Saved entries
==================================================
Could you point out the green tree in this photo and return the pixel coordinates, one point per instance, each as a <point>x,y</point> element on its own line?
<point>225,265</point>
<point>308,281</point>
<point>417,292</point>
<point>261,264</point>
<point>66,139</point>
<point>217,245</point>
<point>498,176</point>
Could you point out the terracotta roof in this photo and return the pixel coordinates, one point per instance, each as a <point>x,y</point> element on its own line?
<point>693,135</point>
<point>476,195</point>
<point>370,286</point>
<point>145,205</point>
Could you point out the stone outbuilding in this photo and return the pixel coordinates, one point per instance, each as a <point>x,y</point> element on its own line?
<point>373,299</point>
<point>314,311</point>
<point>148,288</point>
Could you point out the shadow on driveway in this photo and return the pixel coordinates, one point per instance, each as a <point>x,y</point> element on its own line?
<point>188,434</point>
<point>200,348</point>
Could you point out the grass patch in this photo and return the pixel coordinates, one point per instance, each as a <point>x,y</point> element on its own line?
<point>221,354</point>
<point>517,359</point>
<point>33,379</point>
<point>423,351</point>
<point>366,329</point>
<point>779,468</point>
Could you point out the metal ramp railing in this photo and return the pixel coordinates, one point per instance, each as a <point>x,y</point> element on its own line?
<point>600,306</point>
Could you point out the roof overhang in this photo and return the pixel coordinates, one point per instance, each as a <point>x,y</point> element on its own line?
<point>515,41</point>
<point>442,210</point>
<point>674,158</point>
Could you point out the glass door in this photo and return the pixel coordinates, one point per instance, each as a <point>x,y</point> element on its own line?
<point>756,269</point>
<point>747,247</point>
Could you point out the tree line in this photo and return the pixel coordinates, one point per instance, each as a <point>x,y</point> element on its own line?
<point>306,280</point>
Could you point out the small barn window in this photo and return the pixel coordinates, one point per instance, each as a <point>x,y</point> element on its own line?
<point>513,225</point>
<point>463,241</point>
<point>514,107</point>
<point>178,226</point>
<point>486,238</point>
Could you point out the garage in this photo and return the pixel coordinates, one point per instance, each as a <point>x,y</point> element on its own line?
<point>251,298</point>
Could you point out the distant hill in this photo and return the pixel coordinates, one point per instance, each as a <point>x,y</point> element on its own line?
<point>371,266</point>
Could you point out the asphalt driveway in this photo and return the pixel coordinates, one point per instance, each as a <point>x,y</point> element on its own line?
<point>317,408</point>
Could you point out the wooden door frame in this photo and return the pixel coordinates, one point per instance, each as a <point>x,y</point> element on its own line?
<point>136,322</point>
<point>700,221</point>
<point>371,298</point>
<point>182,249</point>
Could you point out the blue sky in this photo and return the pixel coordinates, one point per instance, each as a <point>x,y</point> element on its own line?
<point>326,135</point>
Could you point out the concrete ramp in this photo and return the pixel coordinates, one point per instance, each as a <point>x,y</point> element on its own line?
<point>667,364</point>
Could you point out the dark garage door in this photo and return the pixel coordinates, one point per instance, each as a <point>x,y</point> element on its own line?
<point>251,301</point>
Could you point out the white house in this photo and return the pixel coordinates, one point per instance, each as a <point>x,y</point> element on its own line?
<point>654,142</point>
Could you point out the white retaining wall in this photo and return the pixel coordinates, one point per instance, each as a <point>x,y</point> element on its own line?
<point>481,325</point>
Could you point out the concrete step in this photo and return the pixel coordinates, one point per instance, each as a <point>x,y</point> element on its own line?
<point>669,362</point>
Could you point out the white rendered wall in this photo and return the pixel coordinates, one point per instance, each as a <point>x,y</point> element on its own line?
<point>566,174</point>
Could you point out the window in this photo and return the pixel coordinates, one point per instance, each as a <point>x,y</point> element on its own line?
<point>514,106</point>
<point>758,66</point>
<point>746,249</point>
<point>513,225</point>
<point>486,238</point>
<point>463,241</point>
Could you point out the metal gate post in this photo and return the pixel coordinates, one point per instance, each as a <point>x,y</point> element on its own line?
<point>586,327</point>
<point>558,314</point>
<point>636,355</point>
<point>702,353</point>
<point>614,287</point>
==================================================
• [REQUIRED ACTION]: Render every record verbatim. Nothing should be left out.

• [RESULT FOR THIS TASK]:
Could you point out the green tree in this photo and return the pixel coordinates, one point per instance, each as a <point>x,y</point> element on its own line?
<point>225,265</point>
<point>308,281</point>
<point>417,292</point>
<point>261,264</point>
<point>66,139</point>
<point>217,245</point>
<point>498,176</point>
Could you point out the terracotta roof in this photo and return the pixel coordinates, one point per instance, each as a <point>x,y</point> element on its own line?
<point>693,135</point>
<point>476,195</point>
<point>370,286</point>
<point>145,205</point>
Could you point out the stone outbuilding in this photo and return the pixel coordinates, one point per instance, each as a <point>x,y</point> element on its own line?
<point>373,299</point>
<point>314,311</point>
<point>148,288</point>
Could you point out the shadow on driveway in this photo and return the pixel coordinates, one point per instance, each as a <point>x,y</point> element on its own line?
<point>188,434</point>
<point>200,348</point>
Could you point out the grass patch in this photo and return the pixel coordinates, one point per instance, each as a <point>x,y</point> element on its own line?
<point>221,354</point>
<point>517,359</point>
<point>33,379</point>
<point>423,351</point>
<point>366,329</point>
<point>779,468</point>
Could you point out the metal ramp railing in this photo and return the pixel coordinates, one point per instance, each as a <point>x,y</point> element on its own line?
<point>600,306</point>
Could you point out the roof overhang in this photo and return the pixel coordinates, one point per instance, each as a <point>x,y</point> element on its own line?
<point>515,41</point>
<point>442,210</point>
<point>674,158</point>
Could you point out the glass door in this photo and return the pixel coordinates, one point per instance, each as a <point>x,y</point> element on its own line?
<point>756,269</point>
<point>747,247</point>
Could you point out the tree line in this photo and return the pixel coordinates, one point per instance, each as a <point>x,y</point> element on its own line?
<point>306,280</point>
Could you point out the small barn window in this photo and return the pixel coordinates, one point per instance, each as a <point>x,y</point> element on its own line?
<point>513,225</point>
<point>463,241</point>
<point>514,107</point>
<point>178,226</point>
<point>486,238</point>
Could you point out the garage in this photo and return the pixel coordinates, one point per instance, each as a <point>x,y</point> element on its own line?
<point>251,298</point>
Could you point out the distant hill in this photo and return the pixel coordinates, one point per instance, each as a <point>x,y</point> element on its own line?
<point>371,266</point>
Could you point out the asphalt driveway in this photo and return the pixel coordinates, one point per instance, each as a <point>x,y</point> element on its own line?
<point>317,408</point>
Could you point out the wooden door frame in this photo and return the pixel coordinates, one point per instance, each as a <point>x,y</point> element on its own line?
<point>136,322</point>
<point>700,221</point>
<point>371,298</point>
<point>182,249</point>
Could you point out the blue sky in this photo and return the pixel coordinates, one point per instance, each as a <point>x,y</point> element on its own line?
<point>326,135</point>
Could you point out the concrete ramp in this photo and return the pixel coordinates, one point per instance, each as a <point>x,y</point> element on its own line?
<point>667,364</point>
Could you point out the dark garage door in this photo and return the pixel coordinates, one point per instance, each as a <point>x,y</point> element on its own line?
<point>251,301</point>
Could you point out the white house in this photo and return the pixel coordinates, one point per instance, each as a <point>x,y</point> element on its own line?
<point>654,142</point>
Could you point out the white retaining wall in this photo and return the pixel coordinates, one point per instance, each as a <point>x,y</point> element on its own line?
<point>481,325</point>
Could you point out the concrete step in this photo and return the pixel coordinates, one point per instance, each as a <point>x,y</point> element on its own line?
<point>669,362</point>
Could you point out the white rendered wall in this photo and return the pixel coordinates, one point per instance, each as a <point>x,y</point> element on its own line?
<point>566,174</point>
Could you point out the window in this photo and return the pixel coordinates, one point per instance, each as a <point>x,y</point> element on its own line?
<point>514,106</point>
<point>758,66</point>
<point>746,249</point>
<point>513,225</point>
<point>486,238</point>
<point>463,241</point>
Could you point out the metal gate post in this photo and return the pixel coordinates, one point per instance, each as a <point>x,y</point> element on its own line?
<point>586,327</point>
<point>558,314</point>
<point>636,355</point>
<point>702,353</point>
<point>614,287</point>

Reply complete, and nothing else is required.